* _Text section_

# Florida Challenge GT1 3-Hour Enduro - Jacksonville, FL



## Wizard Of Iz (Sep 8, 2006)

On Sunday, December 18, 2011, *Slot Car Raceway & Hobbies* in Jacksonville, Florida hosted the *Second 3-Hour GT1 Enduro* for cars that closely mimic the ones we race in the GT1 by JK Products class in *My Series*. The lone exception to the Series rules was that you could run either a JK Hawk 6 or a JK Hawk 7.


Here are the results:


*GT1 by JK Products*

_Raced on the Hillclimb_

1. ReHack ‘Em – 2202

(Chad Edenfield, Mike Henry and Tom Marlowe)​

2. White Lightning – 2197

(Jordan Eber and John “JT” Thompson)​

3. Team Wolfie – 2132

(Steve Bowman and Doc Dougherty)​

4. Team Orange – 2084

(Charlie Dube and James “JP” Snyder)​

5. Team Gadget – 1984

(Johnny Banks and John Parks)​

6. Biz House – 1977

(Paul Hambidge, Bill Pinch and Bob Rondinone)​

7. Team Demole – 1948

(Dennis Demole and Sam Demole)​

8. Magic Diablo – 1343 (DNF)

* _Record extracts_
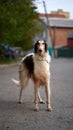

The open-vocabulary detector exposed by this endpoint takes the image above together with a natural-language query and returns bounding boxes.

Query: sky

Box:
[35,0,73,19]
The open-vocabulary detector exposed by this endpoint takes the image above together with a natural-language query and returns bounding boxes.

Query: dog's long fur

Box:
[12,40,51,111]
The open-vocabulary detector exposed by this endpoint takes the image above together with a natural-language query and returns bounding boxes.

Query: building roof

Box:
[41,18,73,28]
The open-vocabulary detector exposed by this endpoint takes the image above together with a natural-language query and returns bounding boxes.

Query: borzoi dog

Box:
[12,40,52,111]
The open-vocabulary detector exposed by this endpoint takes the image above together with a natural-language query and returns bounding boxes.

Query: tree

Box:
[0,0,39,49]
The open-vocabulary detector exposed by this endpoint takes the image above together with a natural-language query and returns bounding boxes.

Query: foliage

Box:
[0,0,40,49]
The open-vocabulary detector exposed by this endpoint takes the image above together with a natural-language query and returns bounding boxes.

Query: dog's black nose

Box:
[39,49,42,52]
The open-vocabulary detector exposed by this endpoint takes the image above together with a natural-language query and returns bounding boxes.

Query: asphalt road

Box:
[0,59,73,130]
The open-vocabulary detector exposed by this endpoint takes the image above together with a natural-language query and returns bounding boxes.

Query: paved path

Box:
[0,59,73,130]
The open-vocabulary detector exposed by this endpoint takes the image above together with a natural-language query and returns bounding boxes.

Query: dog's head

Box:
[34,40,47,56]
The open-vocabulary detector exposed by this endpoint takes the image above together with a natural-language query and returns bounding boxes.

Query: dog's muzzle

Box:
[38,49,42,53]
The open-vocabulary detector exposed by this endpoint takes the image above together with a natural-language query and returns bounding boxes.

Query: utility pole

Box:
[43,1,55,57]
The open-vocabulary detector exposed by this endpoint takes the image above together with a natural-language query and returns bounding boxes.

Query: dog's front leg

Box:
[19,87,23,104]
[38,91,45,104]
[34,85,39,111]
[45,81,52,111]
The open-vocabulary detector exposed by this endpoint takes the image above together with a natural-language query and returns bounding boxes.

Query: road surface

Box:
[0,59,73,130]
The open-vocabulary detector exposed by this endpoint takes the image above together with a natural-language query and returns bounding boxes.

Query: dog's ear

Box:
[34,41,38,53]
[44,40,48,52]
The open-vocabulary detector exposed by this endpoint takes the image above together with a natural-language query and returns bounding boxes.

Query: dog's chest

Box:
[34,60,50,85]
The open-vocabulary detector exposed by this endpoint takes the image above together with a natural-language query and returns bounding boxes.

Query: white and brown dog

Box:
[12,40,52,111]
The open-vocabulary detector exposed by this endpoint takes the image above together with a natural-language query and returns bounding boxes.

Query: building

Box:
[39,10,73,47]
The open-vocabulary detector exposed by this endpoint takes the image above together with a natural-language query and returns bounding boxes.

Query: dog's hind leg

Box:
[19,77,29,104]
[45,81,52,111]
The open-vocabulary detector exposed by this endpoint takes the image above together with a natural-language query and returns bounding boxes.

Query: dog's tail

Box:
[11,78,20,87]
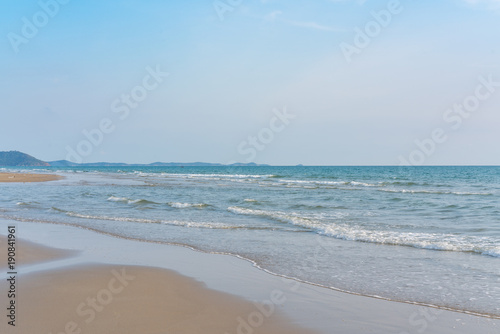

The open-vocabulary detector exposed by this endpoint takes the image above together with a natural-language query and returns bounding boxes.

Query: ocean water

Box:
[0,167,500,317]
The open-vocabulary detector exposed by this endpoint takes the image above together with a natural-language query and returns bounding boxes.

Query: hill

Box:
[0,151,269,167]
[0,151,50,166]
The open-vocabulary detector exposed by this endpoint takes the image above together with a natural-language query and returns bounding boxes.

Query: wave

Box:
[47,207,301,232]
[228,206,500,257]
[16,201,40,208]
[378,189,493,196]
[108,196,159,204]
[167,202,209,209]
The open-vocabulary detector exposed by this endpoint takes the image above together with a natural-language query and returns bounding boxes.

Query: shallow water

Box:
[0,167,500,316]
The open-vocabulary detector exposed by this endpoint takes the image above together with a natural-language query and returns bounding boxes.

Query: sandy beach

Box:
[0,231,314,334]
[0,173,63,182]
[0,220,498,334]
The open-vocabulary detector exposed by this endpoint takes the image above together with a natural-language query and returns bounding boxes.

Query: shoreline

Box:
[0,222,497,333]
[0,172,64,183]
[4,214,500,320]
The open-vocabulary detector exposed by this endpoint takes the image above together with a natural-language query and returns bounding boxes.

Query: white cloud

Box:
[264,10,343,31]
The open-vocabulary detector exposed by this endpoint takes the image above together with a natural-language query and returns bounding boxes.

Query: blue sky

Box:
[0,0,500,165]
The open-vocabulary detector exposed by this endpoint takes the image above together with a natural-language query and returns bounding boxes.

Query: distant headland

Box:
[0,151,269,167]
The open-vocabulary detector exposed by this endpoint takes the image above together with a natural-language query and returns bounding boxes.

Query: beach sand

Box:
[0,236,313,334]
[0,173,63,182]
[0,219,500,334]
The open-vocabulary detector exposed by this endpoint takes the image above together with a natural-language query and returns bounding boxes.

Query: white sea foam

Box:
[228,206,500,257]
[63,209,247,229]
[167,202,208,209]
[108,196,158,204]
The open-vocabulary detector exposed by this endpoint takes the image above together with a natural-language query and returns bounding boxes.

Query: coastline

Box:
[0,173,64,183]
[0,221,498,333]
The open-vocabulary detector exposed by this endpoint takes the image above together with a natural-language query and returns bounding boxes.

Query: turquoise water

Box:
[0,167,500,316]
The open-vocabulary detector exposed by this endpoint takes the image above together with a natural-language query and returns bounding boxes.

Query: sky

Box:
[0,0,500,165]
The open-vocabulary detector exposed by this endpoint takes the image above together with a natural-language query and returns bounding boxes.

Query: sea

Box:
[0,166,500,318]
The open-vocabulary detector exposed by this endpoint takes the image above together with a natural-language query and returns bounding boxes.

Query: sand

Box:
[0,173,63,182]
[0,219,500,334]
[0,235,78,271]
[0,236,313,334]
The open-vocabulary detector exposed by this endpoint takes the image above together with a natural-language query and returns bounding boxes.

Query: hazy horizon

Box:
[0,0,500,166]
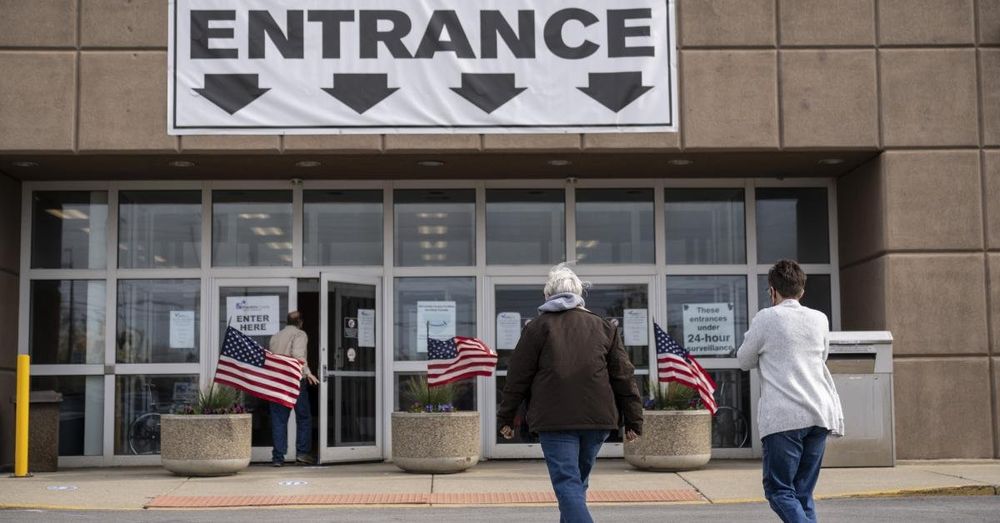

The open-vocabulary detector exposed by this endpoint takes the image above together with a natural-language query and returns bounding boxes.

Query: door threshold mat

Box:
[146,490,704,508]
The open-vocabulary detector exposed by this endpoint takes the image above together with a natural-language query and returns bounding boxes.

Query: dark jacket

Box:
[497,309,642,434]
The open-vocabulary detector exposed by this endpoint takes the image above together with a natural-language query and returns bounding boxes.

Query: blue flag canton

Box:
[427,338,458,360]
[222,327,265,367]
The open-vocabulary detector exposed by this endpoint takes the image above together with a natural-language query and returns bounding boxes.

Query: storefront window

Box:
[118,191,201,269]
[31,191,108,269]
[394,189,476,267]
[115,374,198,455]
[302,190,383,266]
[116,280,201,363]
[756,188,830,264]
[212,191,292,267]
[31,376,104,456]
[665,189,747,264]
[393,278,476,361]
[486,189,566,265]
[667,276,747,358]
[576,189,654,263]
[28,280,105,365]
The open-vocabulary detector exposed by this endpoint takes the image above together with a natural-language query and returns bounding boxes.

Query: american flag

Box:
[653,323,719,414]
[427,336,497,387]
[215,327,302,408]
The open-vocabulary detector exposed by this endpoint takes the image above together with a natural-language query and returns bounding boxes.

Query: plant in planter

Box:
[160,384,252,476]
[392,377,480,474]
[625,382,712,471]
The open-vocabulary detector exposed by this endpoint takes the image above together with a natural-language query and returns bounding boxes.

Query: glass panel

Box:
[392,372,478,412]
[212,191,292,267]
[665,189,747,264]
[216,286,292,447]
[667,276,747,358]
[708,369,753,449]
[393,278,476,361]
[326,282,380,447]
[394,189,476,267]
[757,188,830,265]
[302,191,383,266]
[576,189,653,263]
[118,191,201,269]
[115,374,198,455]
[115,280,201,363]
[28,280,105,365]
[757,274,833,329]
[31,376,104,456]
[31,191,108,269]
[486,189,566,265]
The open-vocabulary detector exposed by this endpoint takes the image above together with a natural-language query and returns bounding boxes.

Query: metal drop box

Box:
[823,331,896,467]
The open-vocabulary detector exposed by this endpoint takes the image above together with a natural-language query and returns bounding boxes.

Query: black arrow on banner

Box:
[323,74,399,114]
[578,71,653,113]
[451,73,528,114]
[195,74,271,114]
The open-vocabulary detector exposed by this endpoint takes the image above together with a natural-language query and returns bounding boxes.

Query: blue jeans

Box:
[762,427,830,523]
[538,430,610,523]
[270,380,312,461]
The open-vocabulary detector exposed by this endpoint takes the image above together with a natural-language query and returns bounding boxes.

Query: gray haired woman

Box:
[497,264,642,523]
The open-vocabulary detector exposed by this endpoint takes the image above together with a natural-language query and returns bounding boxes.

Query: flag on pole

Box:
[214,327,302,409]
[653,323,719,415]
[427,336,497,387]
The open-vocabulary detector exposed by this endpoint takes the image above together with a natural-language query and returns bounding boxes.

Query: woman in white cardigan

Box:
[736,260,844,522]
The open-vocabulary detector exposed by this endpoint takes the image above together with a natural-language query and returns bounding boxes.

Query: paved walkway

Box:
[0,459,1000,510]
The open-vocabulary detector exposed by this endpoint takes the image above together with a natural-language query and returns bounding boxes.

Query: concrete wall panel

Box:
[681,51,778,148]
[878,0,975,45]
[0,52,76,151]
[780,51,878,148]
[880,49,979,147]
[80,51,177,151]
[886,253,989,356]
[893,358,994,459]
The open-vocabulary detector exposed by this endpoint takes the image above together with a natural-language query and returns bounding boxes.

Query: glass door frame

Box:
[318,271,385,463]
[212,276,298,462]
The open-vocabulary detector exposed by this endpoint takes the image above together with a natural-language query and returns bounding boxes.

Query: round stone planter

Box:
[160,414,252,476]
[392,412,480,474]
[625,410,712,471]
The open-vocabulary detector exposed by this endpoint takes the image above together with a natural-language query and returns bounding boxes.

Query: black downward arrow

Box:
[578,71,653,113]
[451,73,527,114]
[323,74,399,114]
[195,74,271,114]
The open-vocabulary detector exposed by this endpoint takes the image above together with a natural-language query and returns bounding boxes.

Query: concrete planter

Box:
[625,410,712,471]
[392,412,481,474]
[160,414,252,476]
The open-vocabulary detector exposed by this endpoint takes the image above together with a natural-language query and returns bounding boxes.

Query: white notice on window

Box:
[497,312,521,350]
[624,309,649,347]
[417,301,455,352]
[170,311,194,349]
[358,309,375,348]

* _What is expected_
According to the race report, which motors were entrants permitted to run as the one exception to the Series rules? Rely solely on the race report, not on the items.

* _Answer_
Either a JK Hawk 6 or a JK Hawk 7.